[Referring expression data]
§ §

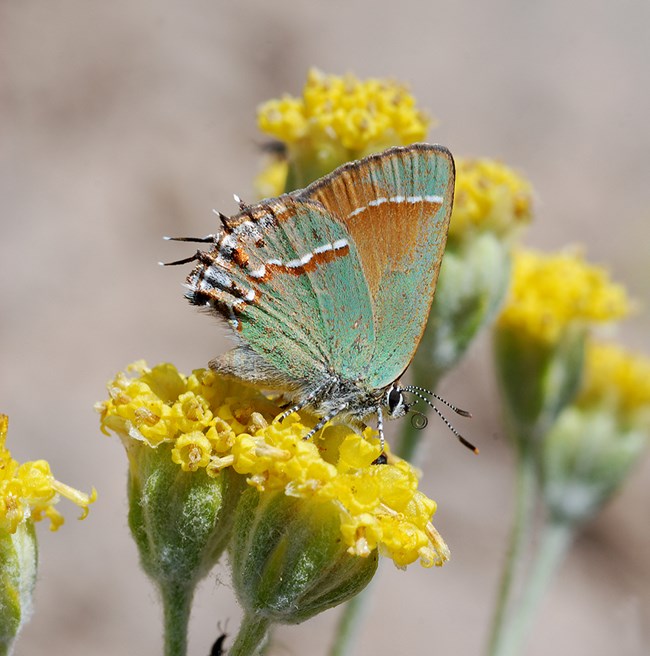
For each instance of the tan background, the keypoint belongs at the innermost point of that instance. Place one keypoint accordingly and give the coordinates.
(125, 121)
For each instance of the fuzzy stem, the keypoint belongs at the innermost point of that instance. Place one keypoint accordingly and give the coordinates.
(555, 542)
(525, 487)
(252, 637)
(177, 604)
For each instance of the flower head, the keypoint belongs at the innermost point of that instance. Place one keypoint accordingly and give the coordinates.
(358, 114)
(617, 379)
(336, 119)
(212, 424)
(30, 491)
(554, 301)
(489, 196)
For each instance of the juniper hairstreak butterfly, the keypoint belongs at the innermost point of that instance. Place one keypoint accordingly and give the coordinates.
(328, 288)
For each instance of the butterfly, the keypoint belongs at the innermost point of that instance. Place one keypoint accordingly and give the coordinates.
(328, 289)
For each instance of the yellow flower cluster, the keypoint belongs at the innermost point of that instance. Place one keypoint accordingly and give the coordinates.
(489, 195)
(31, 491)
(617, 377)
(356, 114)
(215, 423)
(550, 293)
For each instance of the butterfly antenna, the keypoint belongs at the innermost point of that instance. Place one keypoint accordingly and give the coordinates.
(456, 409)
(459, 437)
(185, 260)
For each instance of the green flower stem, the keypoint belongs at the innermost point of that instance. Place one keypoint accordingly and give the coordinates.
(525, 489)
(556, 540)
(177, 603)
(252, 637)
(350, 622)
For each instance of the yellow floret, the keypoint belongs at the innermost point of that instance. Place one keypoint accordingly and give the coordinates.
(30, 490)
(355, 113)
(214, 424)
(549, 293)
(616, 376)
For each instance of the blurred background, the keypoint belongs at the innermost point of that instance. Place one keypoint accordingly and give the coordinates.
(121, 122)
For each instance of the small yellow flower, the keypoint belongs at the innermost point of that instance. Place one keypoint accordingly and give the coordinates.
(550, 293)
(359, 115)
(31, 491)
(192, 451)
(616, 378)
(489, 196)
(380, 507)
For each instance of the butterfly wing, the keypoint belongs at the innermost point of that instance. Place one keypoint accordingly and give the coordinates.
(396, 206)
(285, 274)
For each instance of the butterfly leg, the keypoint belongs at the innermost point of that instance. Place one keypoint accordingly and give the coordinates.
(324, 420)
(380, 429)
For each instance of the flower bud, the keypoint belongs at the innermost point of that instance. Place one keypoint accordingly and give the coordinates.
(473, 280)
(539, 338)
(598, 439)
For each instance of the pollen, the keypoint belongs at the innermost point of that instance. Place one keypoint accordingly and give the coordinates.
(361, 115)
(616, 377)
(213, 424)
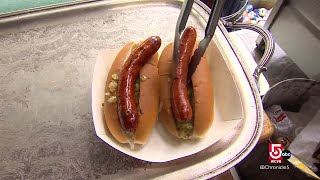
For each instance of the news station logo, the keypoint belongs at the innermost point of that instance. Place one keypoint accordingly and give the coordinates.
(277, 153)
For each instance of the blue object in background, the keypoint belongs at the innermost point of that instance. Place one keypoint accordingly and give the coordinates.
(10, 6)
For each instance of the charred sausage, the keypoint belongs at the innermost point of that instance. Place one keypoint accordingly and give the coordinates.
(127, 107)
(181, 108)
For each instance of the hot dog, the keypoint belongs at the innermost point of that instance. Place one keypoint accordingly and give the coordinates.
(132, 92)
(181, 107)
(181, 100)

§ §

Instructions to follow:
Start at the line that contains "For each instance of the butterfly wing, the" and retype every line through the end of the entries above, both ends included. Exclude all pictures.

Exercise answer:
For each instance of the butterfly wing, the keypoint belongs at the innermost point of that instance. Place one keypoint accordingly and give the coordinates.
(396, 206)
(285, 274)
For each instance of the butterfly leg, the keypoint belongs at the innermost point of that instance. Place one keypoint accordingly and give the coordinates.
(324, 420)
(380, 429)
For each instance of the flower bud, the keypoint belongs at the innermost point of that instance. Place one keypoint accordingly and give the coordinates.
(473, 280)
(539, 338)
(598, 439)
For each instance of the pollen, the keypoint belongs at the innermost point of that instance. Place one keypoint accordingly and give the coordinates.
(361, 115)
(616, 377)
(213, 424)
For each instance of the news station logo, the keypoint belongs at the innermost point of that instance. Place one keypoint accordingly and give the coordinates.
(277, 153)
For each instance of the blue object in background, the keypoint belongs at the innermost point of that instance. Place one keypoint accordingly and give the coordinates.
(10, 6)
For each instance of the charred sausage, the keypoint belongs at the innermost point of that instance. Place one keypoint accordingly and give the coordinates.
(127, 107)
(181, 108)
For each instance of the hot dog, the keypoint belongs at the innermost point of that instance. Place one keypoint accordingly and give the coordinates.
(132, 92)
(181, 107)
(181, 100)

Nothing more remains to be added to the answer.